## REQUIRED ACTION
Output the listing word for word, minus pictures.

═════ RECORD EXCERPTS

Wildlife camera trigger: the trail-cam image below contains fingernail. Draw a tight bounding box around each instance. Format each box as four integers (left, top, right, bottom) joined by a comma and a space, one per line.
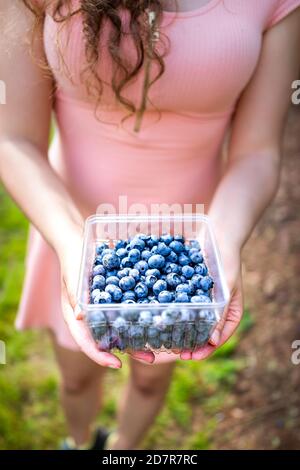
209, 330, 220, 346
107, 363, 121, 369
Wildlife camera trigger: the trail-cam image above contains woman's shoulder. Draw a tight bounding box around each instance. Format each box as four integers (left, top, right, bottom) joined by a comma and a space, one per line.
265, 0, 300, 29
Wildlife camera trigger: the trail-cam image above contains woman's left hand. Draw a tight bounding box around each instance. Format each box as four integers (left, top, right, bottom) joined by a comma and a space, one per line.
180, 242, 244, 361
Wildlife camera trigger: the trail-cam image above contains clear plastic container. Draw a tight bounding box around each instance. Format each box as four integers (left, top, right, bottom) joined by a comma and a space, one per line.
76, 214, 230, 353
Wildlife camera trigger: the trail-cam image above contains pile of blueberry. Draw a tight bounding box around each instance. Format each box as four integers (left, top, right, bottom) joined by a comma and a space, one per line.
87, 233, 216, 352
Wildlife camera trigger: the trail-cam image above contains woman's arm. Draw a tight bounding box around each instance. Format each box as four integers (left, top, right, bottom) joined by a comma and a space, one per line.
0, 0, 83, 259
183, 7, 300, 360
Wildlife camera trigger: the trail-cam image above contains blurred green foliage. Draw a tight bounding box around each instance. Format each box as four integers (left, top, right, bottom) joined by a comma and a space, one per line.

══════════

## ANSWER TO THE PROBLEM
Wildlife camera trigger: the trail-cam image below contains fingernail. Draw a tight bounding box around each instance. Format each box as four integers (left, top, right, bottom) joined by a comma and a space, one per line.
209, 330, 220, 346
107, 363, 121, 369
Wildlife camera trigger: the trail-cam image above contains woman's shoulder. Draw a tight bounding box around each instance. Format each box as four integers (left, top, right, bottom) joined by a comma and a space, one per line.
265, 0, 300, 29
Wildlife camera trigger: the trail-cam image above contains woman's left hand. Draw a tight bounding box around each instance. Format each box as four integers (left, top, right, bottom) joined by a comma and a space, one per line.
180, 242, 244, 361
Wildlife camera trigger: the trail-cam image above contains clear plastic container. Draw a tight bounding box around each instance. Format each box as four integers (left, top, right, bottom) joined by a comma and a space, one per line.
76, 214, 230, 353
Wildlife camera trigger: the trail-cam image above contains pile of blueberry. Draw a tight bounding box around each instance. Format each box as four integers (left, top, right, bottom) joined by a comma and a space, one per line.
87, 233, 216, 352
Wildlife camera trigger: the trail-cam image above contains woman's arm. Draw a tight bounding box around each instance. Format each box as four integers (left, top, right, bottom) joined by a comma and a space, one per line.
0, 0, 83, 259
183, 7, 300, 360
Wildlife camera trigger: the trail-cam image above contains blurred green foliage. Draw a tight bounding box around each instance. Format each box as four integers (left, top, right, bottom) joined by a comma and a space, one per line.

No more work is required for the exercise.